[Data pulled from a collection]
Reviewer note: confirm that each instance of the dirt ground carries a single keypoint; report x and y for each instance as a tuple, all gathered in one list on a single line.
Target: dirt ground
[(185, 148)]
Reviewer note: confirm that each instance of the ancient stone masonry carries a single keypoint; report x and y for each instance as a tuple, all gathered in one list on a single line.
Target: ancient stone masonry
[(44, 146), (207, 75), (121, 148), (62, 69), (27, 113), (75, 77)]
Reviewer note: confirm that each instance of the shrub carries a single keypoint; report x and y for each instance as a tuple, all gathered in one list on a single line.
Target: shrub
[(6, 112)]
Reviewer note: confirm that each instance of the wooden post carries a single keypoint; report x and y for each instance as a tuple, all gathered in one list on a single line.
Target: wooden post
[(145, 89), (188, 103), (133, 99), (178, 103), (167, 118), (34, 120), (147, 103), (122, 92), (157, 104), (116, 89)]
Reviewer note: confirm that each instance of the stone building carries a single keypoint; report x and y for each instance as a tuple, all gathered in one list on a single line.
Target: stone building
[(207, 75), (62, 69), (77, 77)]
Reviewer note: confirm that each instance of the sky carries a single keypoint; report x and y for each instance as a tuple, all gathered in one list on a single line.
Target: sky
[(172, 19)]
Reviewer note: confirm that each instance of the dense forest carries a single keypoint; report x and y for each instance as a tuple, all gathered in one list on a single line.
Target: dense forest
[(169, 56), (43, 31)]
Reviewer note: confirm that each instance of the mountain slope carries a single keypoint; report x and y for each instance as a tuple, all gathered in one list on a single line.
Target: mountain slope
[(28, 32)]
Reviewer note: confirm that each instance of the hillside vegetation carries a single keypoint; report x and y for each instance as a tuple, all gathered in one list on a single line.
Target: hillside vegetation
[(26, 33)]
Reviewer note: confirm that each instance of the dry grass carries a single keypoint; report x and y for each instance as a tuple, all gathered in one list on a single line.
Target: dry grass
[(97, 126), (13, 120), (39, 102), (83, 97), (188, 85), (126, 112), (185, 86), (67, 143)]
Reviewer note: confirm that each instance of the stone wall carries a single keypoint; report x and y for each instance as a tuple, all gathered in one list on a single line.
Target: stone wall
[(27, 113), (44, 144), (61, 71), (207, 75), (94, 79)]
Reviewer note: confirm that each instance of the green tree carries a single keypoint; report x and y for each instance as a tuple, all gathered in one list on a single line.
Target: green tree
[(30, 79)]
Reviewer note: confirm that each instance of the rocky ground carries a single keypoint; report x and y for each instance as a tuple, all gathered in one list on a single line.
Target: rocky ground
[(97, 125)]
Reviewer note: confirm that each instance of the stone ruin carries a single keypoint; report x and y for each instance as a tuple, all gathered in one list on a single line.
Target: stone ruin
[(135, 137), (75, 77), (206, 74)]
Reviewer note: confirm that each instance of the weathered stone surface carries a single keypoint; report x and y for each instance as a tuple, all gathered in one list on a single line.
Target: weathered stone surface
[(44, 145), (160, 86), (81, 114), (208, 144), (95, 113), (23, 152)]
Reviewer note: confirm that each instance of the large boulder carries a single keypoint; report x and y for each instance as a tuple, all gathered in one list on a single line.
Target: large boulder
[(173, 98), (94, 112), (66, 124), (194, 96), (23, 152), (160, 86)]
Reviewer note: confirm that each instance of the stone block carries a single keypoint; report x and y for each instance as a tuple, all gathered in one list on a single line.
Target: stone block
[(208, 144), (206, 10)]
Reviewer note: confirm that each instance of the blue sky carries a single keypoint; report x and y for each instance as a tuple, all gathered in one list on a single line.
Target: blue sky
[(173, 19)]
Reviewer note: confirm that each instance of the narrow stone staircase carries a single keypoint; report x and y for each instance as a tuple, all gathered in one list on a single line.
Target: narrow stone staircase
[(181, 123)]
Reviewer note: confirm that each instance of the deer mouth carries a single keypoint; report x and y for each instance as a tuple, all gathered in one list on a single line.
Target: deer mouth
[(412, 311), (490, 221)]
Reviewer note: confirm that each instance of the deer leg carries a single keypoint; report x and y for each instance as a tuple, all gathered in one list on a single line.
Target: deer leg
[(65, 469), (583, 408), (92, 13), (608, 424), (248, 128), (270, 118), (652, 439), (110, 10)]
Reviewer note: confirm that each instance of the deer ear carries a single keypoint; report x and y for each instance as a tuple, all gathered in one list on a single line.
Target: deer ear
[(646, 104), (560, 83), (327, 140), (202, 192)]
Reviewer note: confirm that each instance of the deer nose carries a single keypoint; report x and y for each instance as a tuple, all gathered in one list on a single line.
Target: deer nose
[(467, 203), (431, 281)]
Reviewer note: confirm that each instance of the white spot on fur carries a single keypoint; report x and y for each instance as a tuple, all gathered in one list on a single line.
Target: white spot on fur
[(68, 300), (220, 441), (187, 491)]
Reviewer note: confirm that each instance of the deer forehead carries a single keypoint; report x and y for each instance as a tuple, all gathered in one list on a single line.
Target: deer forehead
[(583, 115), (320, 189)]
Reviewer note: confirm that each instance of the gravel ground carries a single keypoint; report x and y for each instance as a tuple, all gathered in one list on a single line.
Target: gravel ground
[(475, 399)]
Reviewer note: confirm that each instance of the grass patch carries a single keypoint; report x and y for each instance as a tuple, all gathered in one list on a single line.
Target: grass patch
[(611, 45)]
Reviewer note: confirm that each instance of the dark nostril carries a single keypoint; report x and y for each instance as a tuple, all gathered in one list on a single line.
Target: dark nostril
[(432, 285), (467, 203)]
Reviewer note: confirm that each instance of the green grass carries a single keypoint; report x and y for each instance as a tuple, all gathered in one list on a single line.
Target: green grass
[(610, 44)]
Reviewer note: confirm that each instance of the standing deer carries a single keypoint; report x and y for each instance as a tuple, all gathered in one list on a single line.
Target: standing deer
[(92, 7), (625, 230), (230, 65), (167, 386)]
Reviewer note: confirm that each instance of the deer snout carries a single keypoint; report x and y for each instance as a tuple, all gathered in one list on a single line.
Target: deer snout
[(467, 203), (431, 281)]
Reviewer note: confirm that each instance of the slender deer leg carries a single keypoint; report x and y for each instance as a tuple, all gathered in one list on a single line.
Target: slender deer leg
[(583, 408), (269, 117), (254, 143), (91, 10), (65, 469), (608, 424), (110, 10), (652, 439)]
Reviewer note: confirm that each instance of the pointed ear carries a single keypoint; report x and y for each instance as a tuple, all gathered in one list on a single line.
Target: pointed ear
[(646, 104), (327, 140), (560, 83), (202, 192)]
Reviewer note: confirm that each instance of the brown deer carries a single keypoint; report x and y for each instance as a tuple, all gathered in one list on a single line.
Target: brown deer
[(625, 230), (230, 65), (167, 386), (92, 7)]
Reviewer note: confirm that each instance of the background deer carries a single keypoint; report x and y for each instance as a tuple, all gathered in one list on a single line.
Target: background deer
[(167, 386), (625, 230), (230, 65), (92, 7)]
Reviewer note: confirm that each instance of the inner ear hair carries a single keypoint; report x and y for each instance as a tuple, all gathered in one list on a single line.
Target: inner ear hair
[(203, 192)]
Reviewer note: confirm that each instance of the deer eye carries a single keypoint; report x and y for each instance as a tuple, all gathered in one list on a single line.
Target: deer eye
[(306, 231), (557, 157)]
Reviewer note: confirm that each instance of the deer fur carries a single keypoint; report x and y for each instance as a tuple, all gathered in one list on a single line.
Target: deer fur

**INSTRUCTION:** Copy the items from the start through the line that contains "104), (116, 89)]", with both ends included and the requests kept, and raise every point coordinate in the answers by 124. Leave out everything after that line.

**SOLVED PROBLEM:**
Reviewer note: confirm that each instance of the dirt ground carries a single keypoint; report x and y for each instance as a tuple, all gathered in one list on a single line.
Target: dirt ground
[(309, 272)]
Reviewer note: confirm that each instance of the ancient stone masonry carries a single keypoint; report x and y for each instance as a tuple, all gathered in one list on a single line.
Target: ancient stone masonry
[(168, 270), (331, 199), (245, 272), (186, 193), (151, 237), (199, 201)]
Reviewer note: confirm that each instance of the shrub carries a single keypoint; report x and y for each instance as a tuple, all gathered in one list on a single line.
Target: shrub
[(130, 236)]
Reviewer note: confirm that each instance of the wooden post carries a single keypoint; report x and y for each instance as a tuple, all gathered in one list on a single line.
Target: wooden post
[(269, 213), (312, 227), (257, 223), (302, 227), (291, 242), (158, 244), (271, 227), (246, 216), (281, 228), (240, 213)]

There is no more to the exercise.